After finding the line with "the side window" in the data below, set down exactly each line through the one with "Thank you for the photo. Could you please identify the statue", inclusive, and stop there.

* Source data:
•••••
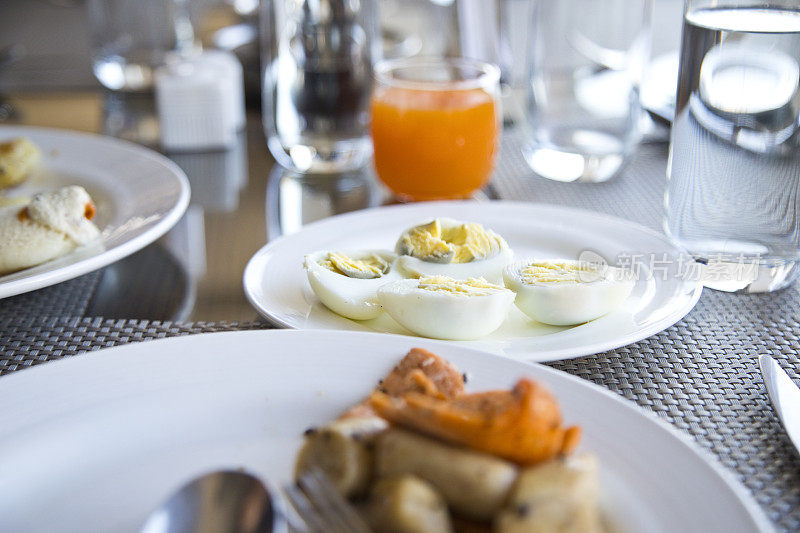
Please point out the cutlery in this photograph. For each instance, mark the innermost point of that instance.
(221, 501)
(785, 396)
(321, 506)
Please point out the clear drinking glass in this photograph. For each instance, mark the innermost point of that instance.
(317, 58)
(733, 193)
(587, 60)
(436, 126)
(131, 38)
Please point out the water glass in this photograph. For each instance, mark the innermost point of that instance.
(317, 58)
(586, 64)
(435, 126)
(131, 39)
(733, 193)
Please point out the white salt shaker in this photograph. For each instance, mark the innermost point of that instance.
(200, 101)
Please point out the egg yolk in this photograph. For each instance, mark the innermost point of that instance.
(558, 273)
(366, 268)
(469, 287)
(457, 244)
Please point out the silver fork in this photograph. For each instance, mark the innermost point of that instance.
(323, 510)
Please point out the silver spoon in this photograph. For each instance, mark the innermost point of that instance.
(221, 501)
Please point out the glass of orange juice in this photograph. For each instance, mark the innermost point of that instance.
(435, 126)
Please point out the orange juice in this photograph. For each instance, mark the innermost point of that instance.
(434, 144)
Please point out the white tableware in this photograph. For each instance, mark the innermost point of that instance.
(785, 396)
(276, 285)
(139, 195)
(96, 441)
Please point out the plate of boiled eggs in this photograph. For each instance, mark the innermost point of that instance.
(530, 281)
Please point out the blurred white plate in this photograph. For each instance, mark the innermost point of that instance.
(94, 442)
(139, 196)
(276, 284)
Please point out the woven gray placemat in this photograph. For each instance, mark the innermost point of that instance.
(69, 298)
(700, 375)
•••••
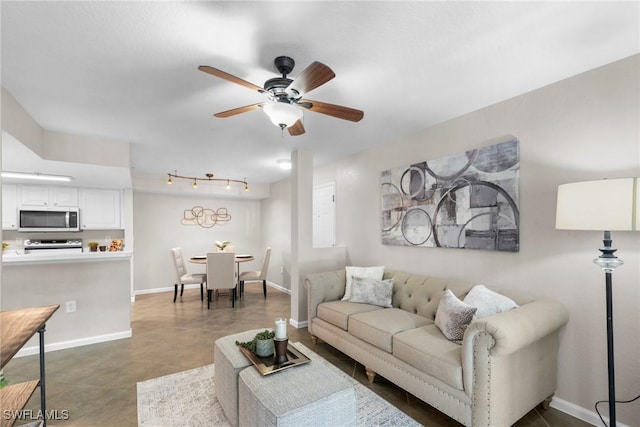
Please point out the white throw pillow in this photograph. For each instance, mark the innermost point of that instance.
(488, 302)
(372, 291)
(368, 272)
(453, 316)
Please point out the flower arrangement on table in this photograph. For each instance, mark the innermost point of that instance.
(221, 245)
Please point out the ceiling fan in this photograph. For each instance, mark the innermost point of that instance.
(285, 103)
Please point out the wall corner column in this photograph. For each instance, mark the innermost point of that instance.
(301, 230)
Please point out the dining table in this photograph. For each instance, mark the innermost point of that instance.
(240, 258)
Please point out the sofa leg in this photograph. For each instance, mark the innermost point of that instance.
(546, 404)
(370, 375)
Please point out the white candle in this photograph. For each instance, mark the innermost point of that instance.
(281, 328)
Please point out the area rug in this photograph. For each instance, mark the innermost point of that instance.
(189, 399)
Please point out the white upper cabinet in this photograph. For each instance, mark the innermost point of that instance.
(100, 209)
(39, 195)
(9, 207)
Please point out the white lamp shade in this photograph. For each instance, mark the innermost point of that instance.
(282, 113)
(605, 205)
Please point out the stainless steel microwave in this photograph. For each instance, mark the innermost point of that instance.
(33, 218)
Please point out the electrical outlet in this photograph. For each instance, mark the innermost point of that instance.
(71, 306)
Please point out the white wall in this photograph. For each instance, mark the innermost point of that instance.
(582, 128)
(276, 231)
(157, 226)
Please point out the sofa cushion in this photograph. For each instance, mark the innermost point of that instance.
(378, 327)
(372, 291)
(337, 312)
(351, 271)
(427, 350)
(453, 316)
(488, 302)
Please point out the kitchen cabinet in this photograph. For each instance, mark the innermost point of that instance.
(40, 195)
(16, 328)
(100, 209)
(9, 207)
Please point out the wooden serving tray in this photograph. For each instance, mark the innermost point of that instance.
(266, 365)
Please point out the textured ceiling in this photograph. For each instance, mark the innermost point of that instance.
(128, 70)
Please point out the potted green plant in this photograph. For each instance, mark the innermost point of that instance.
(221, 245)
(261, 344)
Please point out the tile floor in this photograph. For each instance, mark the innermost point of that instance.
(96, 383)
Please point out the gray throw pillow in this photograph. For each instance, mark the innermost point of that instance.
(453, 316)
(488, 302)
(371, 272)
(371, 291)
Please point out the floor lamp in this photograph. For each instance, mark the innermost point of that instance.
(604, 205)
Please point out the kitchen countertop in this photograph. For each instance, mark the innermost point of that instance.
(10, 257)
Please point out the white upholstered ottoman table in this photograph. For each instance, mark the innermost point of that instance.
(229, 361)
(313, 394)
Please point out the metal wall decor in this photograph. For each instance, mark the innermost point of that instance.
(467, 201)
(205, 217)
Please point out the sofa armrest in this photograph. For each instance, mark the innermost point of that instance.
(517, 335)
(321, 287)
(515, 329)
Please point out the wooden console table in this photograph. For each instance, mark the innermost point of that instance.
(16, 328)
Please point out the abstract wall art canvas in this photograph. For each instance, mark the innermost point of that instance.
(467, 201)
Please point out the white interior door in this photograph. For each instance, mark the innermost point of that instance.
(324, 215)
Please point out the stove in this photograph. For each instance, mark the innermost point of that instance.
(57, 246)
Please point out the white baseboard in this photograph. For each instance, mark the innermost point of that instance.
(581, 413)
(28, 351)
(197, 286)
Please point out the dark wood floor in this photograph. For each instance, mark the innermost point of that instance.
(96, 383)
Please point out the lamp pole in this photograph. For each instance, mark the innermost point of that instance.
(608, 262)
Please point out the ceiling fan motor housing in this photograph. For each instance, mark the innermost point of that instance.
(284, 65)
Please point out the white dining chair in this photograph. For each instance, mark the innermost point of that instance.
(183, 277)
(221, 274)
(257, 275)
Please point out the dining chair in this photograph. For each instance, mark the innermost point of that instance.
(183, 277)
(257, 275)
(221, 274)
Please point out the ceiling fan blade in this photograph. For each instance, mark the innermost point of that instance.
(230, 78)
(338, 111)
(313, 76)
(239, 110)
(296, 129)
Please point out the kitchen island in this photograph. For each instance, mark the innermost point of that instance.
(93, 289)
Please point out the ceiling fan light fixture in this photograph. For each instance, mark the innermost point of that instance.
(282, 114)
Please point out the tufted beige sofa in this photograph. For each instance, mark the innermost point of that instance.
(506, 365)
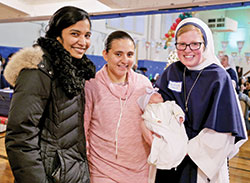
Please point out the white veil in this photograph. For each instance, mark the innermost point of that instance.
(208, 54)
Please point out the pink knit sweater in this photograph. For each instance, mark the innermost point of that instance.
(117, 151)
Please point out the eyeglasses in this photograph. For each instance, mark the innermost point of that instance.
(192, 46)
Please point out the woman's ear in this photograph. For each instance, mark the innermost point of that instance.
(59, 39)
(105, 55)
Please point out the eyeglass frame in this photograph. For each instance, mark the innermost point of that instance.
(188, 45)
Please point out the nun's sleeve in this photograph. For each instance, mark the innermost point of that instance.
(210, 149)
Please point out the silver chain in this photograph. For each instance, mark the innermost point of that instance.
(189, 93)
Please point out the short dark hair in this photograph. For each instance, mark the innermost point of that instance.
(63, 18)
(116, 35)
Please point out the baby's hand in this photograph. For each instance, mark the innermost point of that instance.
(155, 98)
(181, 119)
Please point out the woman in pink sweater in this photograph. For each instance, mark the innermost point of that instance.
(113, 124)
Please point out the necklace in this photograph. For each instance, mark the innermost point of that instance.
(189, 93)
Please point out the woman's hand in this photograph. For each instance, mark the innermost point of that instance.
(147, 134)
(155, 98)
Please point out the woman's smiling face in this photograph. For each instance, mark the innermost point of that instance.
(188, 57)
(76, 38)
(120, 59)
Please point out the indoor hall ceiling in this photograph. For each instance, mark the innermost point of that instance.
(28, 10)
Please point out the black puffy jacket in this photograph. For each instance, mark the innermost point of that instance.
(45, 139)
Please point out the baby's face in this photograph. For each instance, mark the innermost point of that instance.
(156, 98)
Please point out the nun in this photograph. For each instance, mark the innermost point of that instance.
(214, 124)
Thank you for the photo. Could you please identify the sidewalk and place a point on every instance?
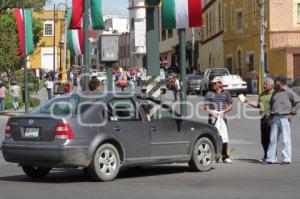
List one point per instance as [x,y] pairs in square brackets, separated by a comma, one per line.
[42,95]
•••••
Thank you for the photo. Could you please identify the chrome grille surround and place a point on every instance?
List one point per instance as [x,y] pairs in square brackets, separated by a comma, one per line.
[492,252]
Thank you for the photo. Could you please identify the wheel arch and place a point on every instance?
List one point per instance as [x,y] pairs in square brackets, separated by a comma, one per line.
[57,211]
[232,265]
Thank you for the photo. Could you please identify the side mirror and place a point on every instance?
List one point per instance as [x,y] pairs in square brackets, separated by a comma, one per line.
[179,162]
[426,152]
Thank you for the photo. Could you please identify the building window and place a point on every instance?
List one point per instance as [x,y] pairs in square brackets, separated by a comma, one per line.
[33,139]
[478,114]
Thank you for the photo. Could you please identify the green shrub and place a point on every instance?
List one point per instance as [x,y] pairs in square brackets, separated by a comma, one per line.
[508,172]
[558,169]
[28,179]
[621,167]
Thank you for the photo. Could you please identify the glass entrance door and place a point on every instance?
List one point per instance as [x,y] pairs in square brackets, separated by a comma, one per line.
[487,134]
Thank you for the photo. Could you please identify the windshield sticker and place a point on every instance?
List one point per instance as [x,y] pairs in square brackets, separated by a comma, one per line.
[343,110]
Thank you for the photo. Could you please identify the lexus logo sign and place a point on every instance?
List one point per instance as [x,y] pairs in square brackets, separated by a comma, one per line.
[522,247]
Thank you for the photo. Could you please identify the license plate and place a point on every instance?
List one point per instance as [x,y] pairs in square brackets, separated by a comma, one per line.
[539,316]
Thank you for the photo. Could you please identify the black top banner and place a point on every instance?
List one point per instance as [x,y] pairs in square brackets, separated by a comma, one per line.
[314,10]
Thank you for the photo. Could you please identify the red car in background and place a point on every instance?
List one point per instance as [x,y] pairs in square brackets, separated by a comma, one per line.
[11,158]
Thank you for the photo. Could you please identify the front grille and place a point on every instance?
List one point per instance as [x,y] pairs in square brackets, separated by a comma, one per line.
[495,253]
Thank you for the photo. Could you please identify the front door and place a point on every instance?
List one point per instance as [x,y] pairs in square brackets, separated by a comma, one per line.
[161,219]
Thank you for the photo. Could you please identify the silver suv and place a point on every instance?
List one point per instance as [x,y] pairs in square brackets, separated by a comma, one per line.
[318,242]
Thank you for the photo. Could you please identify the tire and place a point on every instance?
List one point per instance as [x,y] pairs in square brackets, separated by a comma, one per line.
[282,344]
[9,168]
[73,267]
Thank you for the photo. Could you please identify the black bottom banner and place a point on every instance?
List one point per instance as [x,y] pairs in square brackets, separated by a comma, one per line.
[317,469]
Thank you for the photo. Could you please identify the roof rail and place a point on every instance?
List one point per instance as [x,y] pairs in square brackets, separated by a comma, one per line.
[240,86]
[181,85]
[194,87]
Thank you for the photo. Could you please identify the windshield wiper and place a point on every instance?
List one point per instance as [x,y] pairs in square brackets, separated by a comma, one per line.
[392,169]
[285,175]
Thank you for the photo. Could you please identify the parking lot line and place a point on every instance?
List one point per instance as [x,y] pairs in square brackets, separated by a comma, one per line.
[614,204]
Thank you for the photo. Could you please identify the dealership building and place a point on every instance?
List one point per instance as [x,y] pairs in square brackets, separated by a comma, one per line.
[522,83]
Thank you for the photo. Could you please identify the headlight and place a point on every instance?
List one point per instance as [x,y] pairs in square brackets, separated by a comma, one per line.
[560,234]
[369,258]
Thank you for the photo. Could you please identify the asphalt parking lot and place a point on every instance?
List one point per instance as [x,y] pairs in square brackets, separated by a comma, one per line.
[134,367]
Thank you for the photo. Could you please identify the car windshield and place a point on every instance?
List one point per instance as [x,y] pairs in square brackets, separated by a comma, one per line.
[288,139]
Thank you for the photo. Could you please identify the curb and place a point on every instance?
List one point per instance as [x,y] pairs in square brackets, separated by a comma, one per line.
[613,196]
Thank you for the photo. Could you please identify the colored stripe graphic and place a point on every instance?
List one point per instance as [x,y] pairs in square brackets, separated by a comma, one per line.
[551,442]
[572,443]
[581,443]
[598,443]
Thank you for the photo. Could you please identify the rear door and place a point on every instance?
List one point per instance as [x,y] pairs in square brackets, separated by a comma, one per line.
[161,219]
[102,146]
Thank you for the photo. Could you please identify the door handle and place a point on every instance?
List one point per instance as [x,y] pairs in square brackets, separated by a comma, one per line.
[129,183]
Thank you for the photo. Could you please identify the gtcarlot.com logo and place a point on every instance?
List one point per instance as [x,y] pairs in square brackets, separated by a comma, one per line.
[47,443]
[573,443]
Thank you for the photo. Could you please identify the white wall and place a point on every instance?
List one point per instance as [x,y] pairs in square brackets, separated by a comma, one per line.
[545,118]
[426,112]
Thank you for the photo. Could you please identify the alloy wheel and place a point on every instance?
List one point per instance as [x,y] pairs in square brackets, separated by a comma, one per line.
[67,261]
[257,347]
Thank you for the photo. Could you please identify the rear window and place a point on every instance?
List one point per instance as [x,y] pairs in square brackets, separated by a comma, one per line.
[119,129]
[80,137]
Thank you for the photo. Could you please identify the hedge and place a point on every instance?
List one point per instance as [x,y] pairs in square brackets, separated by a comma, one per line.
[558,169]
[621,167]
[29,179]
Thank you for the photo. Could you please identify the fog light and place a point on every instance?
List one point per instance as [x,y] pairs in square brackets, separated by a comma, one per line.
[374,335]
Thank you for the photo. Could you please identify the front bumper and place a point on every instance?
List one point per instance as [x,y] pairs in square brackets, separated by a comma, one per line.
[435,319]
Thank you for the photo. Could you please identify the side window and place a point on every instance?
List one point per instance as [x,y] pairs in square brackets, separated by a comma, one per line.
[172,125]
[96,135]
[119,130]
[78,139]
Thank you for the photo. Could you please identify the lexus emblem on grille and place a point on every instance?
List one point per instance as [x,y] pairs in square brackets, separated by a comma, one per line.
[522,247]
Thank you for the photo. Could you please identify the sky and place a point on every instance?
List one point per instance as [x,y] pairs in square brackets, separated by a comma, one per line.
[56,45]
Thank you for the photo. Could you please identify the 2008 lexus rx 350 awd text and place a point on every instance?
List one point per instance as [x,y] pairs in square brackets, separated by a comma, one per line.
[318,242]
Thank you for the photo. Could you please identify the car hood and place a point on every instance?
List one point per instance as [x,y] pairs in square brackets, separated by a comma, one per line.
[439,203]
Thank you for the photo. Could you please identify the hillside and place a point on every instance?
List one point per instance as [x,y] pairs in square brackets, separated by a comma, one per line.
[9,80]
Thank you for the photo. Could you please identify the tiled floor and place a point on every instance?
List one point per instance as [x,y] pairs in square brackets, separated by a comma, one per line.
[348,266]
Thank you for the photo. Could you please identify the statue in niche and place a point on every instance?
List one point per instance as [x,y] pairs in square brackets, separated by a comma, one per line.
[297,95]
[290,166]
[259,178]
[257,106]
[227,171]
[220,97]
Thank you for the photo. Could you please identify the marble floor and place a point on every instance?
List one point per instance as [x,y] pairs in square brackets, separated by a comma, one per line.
•••••
* ANSWER FOR THIS EXERCISE:
Thank you for the photo. Could you please identify the side window and place a point on every instance?
List one point per instance as [x,y] pairs in square brackets, separated by a comma, one per line.
[172,125]
[96,135]
[119,130]
[78,139]
Thank you for the photo. Could you please identify the lexus emblem on grille and place a point on every instance?
List one point per instance as [x,y] pairs in square brackets, separated by a comma, one per line.
[522,247]
Thank you for the photo. Could you please identify the sky and place a point on every instance?
List one point per instance as [x,y] pairs in square brackets, separated by a comma, one per line.
[56,45]
Thank you for the photo. Could you please identify the 2008 lexus rx 350 awd text and place a point on every instance?
List one point per instance as [x,y] pairs in square brackets, separated by a comma, one per line.
[318,242]
Thank you for the photo. Could you please identify the car hood and place a point on every instance?
List one point per instance as [x,y] pairs in square brackets, separated by a comma, one per line.
[439,203]
Thank you for the photo. Could you please identify the hillside and place a point on every instance?
List one point per instance as [x,y] pairs in square brackets, separated by a comma, one per line.
[9,80]
Thank you for the photo. Could you please identify the tiled floor and place a point on every instance?
List one point per instance as [x,y] pairs in square brackets, separated by a comma, one per line.
[348,266]
Thank you for the photo. Could you please identify the statue in niche and place a point on every instance?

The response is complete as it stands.